WHAT YOU NEED TO DO:
1) Answer these questions using the book review:
(a) Which earlier book in the series took the characters to London?
(b) What local landmark would the proposed housing development destroy?
(c) What is Rosie's job?
2) Write out the passage of the book review starting with "I'd been wanting" and going on through "of Rosie's family.".

EXCERPTED TEXT:
☆ ☆ ☆ ☆
This is the third of Moore's Essex Witch Museum mysteries. The earlier books took us on a chase around England (Strange Magic) and to London (Strange Sight) as Rosie and Sam were brought in to investigate different mysteries but now we're firmly back on home ground, with nearly all this story taking place in Adder's Fork (hence the nickname for the locals, the Forkers) where Rosie Strange has her eponymous museum, inherited from her grandfather, Septimus.

I'd been wanting to hear more about Adder's Fork and about Rosie's family and this book doesn't disappoint. Adder's Fork turns out to be a lovely English village - complete with gruesome legends and (allegedly) a buried witch - and trouble kicks off almost straightway with a proposed housing development that would destroy a local landmark, the stone known as the Blackly Be. Like an episode of Midsomer Murders, we get local rivalries, protestors, sexual undercurrents and nasty deaths - and that's even before the supernatural seems to breaking loose.

And before we begin to learn about the history of Rosie's family.

Of course in the end all these things are intertwined, and in this book - at last! - Moore finally clears up some of the mysteries she's been hinting at so far in this series. It's a tangled story and I won't drop any spoilers, but it is worth saying that - as you might have guessed - Rosie's background is a lot more interesting than you'd expect from a holidaying Benefits Fraud investigator from Leytonstone.
☆ ☆ ☆ ☆
PROVIDED DATA:
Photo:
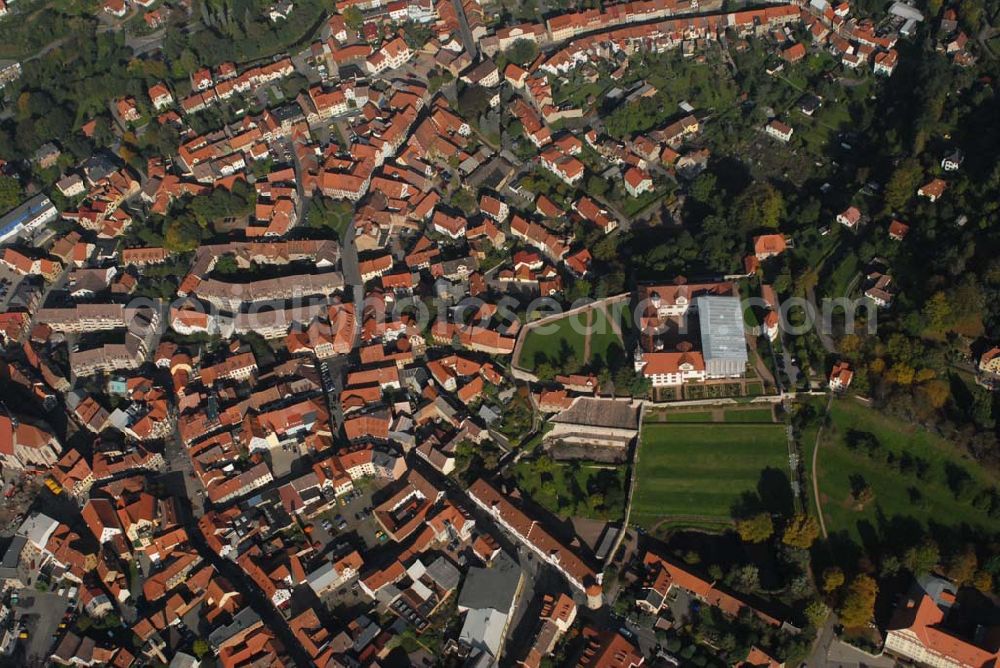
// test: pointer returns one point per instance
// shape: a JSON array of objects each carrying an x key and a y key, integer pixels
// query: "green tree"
[
  {"x": 962, "y": 565},
  {"x": 858, "y": 607},
  {"x": 10, "y": 193},
  {"x": 755, "y": 529},
  {"x": 833, "y": 579},
  {"x": 902, "y": 184}
]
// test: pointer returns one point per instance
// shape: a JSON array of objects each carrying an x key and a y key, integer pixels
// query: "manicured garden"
[
  {"x": 699, "y": 471},
  {"x": 563, "y": 343}
]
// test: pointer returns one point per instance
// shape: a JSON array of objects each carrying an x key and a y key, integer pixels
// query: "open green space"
[
  {"x": 562, "y": 343},
  {"x": 938, "y": 485},
  {"x": 750, "y": 415},
  {"x": 697, "y": 472},
  {"x": 687, "y": 416},
  {"x": 573, "y": 489}
]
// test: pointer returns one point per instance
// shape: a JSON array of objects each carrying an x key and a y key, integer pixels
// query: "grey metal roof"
[{"x": 722, "y": 333}]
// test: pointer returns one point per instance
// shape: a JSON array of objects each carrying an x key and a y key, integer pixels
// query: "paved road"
[
  {"x": 815, "y": 478},
  {"x": 463, "y": 27},
  {"x": 824, "y": 335},
  {"x": 141, "y": 44},
  {"x": 254, "y": 598}
]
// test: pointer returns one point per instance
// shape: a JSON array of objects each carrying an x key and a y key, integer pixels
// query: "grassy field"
[
  {"x": 896, "y": 494},
  {"x": 593, "y": 491},
  {"x": 564, "y": 348},
  {"x": 698, "y": 472},
  {"x": 750, "y": 415}
]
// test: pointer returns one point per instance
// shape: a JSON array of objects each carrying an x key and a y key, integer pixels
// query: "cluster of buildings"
[{"x": 290, "y": 376}]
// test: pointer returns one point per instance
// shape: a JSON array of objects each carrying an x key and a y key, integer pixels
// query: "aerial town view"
[{"x": 515, "y": 333}]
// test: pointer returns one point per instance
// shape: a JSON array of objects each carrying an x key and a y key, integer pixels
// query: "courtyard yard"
[
  {"x": 911, "y": 473},
  {"x": 564, "y": 345},
  {"x": 695, "y": 473}
]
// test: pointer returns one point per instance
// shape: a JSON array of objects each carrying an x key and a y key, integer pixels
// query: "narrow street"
[
  {"x": 463, "y": 26},
  {"x": 267, "y": 612}
]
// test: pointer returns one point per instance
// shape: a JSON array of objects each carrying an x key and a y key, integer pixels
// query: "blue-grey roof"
[
  {"x": 25, "y": 212},
  {"x": 722, "y": 333}
]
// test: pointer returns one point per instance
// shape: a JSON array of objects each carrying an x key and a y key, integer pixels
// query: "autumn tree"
[
  {"x": 816, "y": 612},
  {"x": 801, "y": 531},
  {"x": 760, "y": 205},
  {"x": 833, "y": 578},
  {"x": 755, "y": 529},
  {"x": 10, "y": 193},
  {"x": 903, "y": 184},
  {"x": 937, "y": 312},
  {"x": 983, "y": 581},
  {"x": 921, "y": 558},
  {"x": 858, "y": 607}
]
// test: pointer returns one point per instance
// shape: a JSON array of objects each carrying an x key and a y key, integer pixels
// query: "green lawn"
[
  {"x": 750, "y": 415},
  {"x": 563, "y": 346},
  {"x": 896, "y": 494},
  {"x": 840, "y": 279},
  {"x": 697, "y": 472}
]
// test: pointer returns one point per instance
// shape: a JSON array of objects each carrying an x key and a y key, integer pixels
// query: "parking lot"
[
  {"x": 9, "y": 280},
  {"x": 42, "y": 613},
  {"x": 360, "y": 528}
]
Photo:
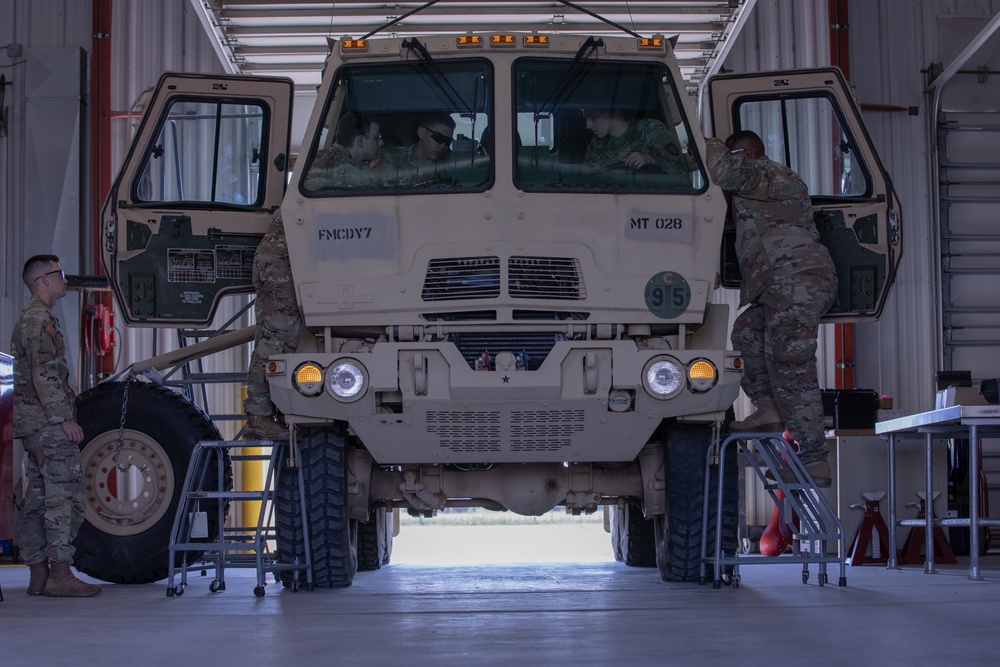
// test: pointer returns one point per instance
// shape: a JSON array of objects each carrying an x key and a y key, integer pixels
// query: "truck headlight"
[
  {"x": 702, "y": 375},
  {"x": 308, "y": 379},
  {"x": 663, "y": 377},
  {"x": 346, "y": 380}
]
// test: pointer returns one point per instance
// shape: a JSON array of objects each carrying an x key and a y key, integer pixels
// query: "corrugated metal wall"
[
  {"x": 892, "y": 43},
  {"x": 26, "y": 228}
]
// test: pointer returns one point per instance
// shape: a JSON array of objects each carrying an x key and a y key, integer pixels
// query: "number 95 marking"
[{"x": 667, "y": 295}]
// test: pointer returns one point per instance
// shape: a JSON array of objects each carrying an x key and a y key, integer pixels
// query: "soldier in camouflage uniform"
[
  {"x": 279, "y": 325},
  {"x": 350, "y": 162},
  {"x": 45, "y": 421},
  {"x": 789, "y": 282},
  {"x": 637, "y": 144},
  {"x": 424, "y": 161}
]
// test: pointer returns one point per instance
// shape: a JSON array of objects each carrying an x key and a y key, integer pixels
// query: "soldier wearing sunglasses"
[
  {"x": 45, "y": 421},
  {"x": 425, "y": 159}
]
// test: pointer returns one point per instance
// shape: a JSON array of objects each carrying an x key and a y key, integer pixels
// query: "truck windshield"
[
  {"x": 601, "y": 126},
  {"x": 406, "y": 127}
]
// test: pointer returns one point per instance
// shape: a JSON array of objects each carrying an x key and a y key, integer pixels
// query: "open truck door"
[
  {"x": 809, "y": 120},
  {"x": 205, "y": 172}
]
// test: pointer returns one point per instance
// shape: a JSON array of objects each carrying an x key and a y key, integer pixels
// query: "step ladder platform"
[
  {"x": 818, "y": 527},
  {"x": 206, "y": 491}
]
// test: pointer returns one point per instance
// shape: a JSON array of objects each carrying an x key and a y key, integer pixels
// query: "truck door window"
[
  {"x": 434, "y": 126},
  {"x": 604, "y": 125},
  {"x": 820, "y": 149},
  {"x": 205, "y": 151}
]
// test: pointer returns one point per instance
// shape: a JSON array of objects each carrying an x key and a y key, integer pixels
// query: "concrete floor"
[{"x": 515, "y": 614}]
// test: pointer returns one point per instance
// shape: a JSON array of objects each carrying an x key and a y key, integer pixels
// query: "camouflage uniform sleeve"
[
  {"x": 47, "y": 369},
  {"x": 662, "y": 146}
]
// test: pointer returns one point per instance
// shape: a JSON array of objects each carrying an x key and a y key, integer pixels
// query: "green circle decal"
[{"x": 667, "y": 294}]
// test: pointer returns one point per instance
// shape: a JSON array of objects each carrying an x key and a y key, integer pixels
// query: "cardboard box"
[{"x": 952, "y": 396}]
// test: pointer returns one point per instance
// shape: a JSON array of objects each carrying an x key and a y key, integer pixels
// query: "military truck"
[{"x": 522, "y": 329}]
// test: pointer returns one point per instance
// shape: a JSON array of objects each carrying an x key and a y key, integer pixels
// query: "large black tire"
[
  {"x": 375, "y": 540},
  {"x": 332, "y": 534},
  {"x": 127, "y": 540},
  {"x": 678, "y": 534},
  {"x": 632, "y": 536}
]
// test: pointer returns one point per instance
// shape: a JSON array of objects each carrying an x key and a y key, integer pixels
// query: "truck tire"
[
  {"x": 332, "y": 534},
  {"x": 678, "y": 534},
  {"x": 126, "y": 540},
  {"x": 632, "y": 536},
  {"x": 375, "y": 540}
]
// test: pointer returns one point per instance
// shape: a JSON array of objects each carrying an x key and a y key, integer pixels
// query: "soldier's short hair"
[
  {"x": 354, "y": 124},
  {"x": 33, "y": 265},
  {"x": 746, "y": 138},
  {"x": 439, "y": 118}
]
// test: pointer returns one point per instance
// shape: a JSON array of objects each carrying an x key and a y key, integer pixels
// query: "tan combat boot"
[
  {"x": 264, "y": 428},
  {"x": 62, "y": 584},
  {"x": 39, "y": 577},
  {"x": 765, "y": 419}
]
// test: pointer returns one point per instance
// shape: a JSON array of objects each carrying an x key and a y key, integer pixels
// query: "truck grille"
[
  {"x": 530, "y": 430},
  {"x": 462, "y": 278},
  {"x": 466, "y": 431},
  {"x": 555, "y": 278},
  {"x": 454, "y": 279}
]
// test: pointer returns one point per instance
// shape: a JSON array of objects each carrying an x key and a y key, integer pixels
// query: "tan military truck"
[{"x": 526, "y": 323}]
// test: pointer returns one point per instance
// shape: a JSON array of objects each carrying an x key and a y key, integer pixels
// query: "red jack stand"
[
  {"x": 872, "y": 533},
  {"x": 910, "y": 553}
]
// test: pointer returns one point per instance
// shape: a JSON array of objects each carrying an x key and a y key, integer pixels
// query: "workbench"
[{"x": 960, "y": 421}]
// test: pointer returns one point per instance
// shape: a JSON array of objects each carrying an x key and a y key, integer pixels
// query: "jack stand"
[
  {"x": 777, "y": 537},
  {"x": 872, "y": 533},
  {"x": 910, "y": 552}
]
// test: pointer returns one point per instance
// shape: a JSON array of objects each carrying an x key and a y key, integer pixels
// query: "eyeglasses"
[
  {"x": 442, "y": 139},
  {"x": 61, "y": 273}
]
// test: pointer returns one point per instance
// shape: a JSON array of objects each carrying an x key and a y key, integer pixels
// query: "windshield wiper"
[{"x": 574, "y": 73}]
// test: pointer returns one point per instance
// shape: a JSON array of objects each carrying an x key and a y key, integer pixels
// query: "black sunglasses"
[
  {"x": 442, "y": 139},
  {"x": 61, "y": 273}
]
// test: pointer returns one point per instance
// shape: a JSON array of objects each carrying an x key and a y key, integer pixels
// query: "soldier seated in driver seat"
[{"x": 622, "y": 142}]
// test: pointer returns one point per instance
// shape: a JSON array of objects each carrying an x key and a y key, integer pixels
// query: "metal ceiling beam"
[
  {"x": 451, "y": 28},
  {"x": 296, "y": 31}
]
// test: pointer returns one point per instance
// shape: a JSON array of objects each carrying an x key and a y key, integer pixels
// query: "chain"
[{"x": 121, "y": 426}]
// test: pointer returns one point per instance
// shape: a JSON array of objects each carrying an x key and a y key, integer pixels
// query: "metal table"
[{"x": 960, "y": 421}]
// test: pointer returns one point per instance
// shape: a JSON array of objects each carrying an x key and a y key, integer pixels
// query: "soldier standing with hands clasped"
[
  {"x": 45, "y": 421},
  {"x": 789, "y": 282}
]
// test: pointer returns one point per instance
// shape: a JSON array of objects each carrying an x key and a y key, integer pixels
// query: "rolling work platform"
[
  {"x": 817, "y": 523},
  {"x": 199, "y": 525}
]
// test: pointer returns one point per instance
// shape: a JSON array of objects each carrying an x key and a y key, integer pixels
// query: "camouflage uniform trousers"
[
  {"x": 54, "y": 501},
  {"x": 279, "y": 322},
  {"x": 777, "y": 338}
]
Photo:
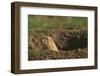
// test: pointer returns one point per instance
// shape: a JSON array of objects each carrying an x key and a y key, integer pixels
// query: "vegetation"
[{"x": 69, "y": 34}]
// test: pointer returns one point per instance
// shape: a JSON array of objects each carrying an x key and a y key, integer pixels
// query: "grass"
[{"x": 69, "y": 34}]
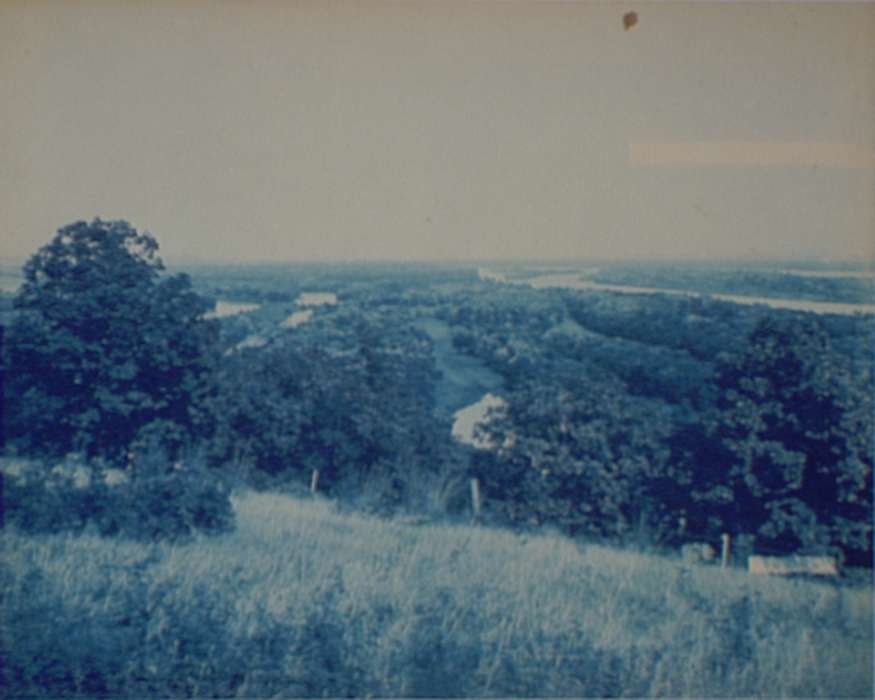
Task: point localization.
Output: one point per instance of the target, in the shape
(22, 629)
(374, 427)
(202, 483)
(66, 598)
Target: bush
(168, 504)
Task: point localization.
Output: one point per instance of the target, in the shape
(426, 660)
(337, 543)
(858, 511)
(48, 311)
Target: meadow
(302, 600)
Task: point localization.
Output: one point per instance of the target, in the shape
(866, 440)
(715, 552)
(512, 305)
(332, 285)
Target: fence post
(475, 495)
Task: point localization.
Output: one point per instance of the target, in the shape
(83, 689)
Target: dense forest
(651, 419)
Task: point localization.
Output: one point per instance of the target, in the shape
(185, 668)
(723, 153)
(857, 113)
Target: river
(573, 281)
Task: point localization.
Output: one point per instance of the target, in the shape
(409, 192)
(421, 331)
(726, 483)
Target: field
(302, 600)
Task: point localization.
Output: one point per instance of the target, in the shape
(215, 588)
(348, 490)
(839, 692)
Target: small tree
(102, 344)
(796, 426)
☆ ☆ ☆ ☆
ANSWERS PER TASK:
1)
(a) Strange Sight
(b) The stone known as the Blackly Be
(c) Benefits Fraud investigator

2)
I'd been wanting to hear more about Adder's Fork and about Rosie's family and this book doesn't disappoint. Adder's Fork turns out to be a lovely English village - complete with gruesome legends and (allegedly) a buried witch - and trouble kicks off almost straightway with a proposed housing development that would destroy a local landmark, the stone known as the Blackly Be. Like an episode of Midsomer Murders, we get local rivalries, protestors, sexual undercurrents and nasty deaths - and that's even before the supernatural seems to breaking loose.

And before we begin to learn about the history of Rosie's family.